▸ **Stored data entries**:
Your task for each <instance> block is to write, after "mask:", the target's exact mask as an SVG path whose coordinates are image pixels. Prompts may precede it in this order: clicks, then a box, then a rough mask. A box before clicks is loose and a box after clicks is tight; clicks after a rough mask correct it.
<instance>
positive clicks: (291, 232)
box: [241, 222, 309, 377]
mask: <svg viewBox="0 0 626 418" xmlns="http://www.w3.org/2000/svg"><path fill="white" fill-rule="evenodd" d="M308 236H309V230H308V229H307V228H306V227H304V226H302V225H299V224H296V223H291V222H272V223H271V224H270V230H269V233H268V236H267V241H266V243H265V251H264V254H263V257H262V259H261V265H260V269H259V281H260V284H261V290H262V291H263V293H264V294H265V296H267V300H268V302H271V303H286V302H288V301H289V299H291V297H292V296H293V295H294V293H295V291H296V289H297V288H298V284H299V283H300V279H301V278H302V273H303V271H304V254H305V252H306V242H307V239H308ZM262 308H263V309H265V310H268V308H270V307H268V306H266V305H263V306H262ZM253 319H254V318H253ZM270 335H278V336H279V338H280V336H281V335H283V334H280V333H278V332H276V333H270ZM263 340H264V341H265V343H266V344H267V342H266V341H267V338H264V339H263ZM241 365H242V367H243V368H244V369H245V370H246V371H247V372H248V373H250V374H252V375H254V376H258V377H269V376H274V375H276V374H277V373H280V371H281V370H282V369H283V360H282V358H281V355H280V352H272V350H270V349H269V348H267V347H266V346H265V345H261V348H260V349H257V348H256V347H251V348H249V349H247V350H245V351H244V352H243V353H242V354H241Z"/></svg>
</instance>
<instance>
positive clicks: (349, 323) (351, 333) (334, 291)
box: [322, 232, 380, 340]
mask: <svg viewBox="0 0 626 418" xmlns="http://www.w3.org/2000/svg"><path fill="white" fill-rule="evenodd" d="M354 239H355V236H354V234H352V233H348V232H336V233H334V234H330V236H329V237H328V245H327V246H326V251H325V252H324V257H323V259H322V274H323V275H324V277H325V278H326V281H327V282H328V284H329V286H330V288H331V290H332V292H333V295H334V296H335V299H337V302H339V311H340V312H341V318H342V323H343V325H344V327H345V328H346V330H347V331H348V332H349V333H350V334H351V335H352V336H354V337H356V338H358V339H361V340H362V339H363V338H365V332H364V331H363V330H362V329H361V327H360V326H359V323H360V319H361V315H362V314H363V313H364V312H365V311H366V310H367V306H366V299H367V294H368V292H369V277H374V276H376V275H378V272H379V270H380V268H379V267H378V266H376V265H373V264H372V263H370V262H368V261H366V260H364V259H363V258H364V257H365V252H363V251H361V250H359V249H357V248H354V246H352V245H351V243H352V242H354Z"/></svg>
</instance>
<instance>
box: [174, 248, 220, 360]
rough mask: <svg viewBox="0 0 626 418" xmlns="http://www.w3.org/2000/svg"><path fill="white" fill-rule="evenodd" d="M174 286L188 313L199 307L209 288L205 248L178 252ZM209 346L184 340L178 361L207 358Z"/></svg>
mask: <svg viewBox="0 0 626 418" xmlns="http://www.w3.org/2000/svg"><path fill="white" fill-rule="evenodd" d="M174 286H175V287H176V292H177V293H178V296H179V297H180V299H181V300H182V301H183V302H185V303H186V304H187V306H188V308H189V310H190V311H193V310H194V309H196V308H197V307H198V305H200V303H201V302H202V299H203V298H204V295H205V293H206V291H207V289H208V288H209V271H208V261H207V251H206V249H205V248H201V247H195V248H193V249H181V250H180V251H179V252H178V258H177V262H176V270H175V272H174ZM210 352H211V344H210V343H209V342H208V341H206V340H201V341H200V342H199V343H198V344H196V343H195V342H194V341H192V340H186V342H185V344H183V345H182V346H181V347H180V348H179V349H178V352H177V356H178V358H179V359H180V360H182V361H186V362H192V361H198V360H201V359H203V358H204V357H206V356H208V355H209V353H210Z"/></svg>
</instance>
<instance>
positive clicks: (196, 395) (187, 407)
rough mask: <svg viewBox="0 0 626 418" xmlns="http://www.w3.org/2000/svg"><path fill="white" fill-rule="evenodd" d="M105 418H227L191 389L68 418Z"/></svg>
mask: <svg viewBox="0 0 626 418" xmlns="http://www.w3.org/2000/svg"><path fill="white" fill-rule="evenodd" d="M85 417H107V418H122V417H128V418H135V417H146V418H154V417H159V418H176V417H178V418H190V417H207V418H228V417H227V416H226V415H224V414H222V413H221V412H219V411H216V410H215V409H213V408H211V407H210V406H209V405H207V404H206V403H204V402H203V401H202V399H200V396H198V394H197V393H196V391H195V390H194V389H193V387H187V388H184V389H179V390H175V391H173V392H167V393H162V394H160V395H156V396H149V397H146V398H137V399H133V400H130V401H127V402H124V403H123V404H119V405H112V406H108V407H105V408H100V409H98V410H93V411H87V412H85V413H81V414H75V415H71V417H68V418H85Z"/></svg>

▸ **WHAT THIS TASK INVOLVES**:
From the entries above, work out the number of lines containing the string "clicks" and give that number by itself.

▸ **ANSWER FOR THIS EXERCISE**:
4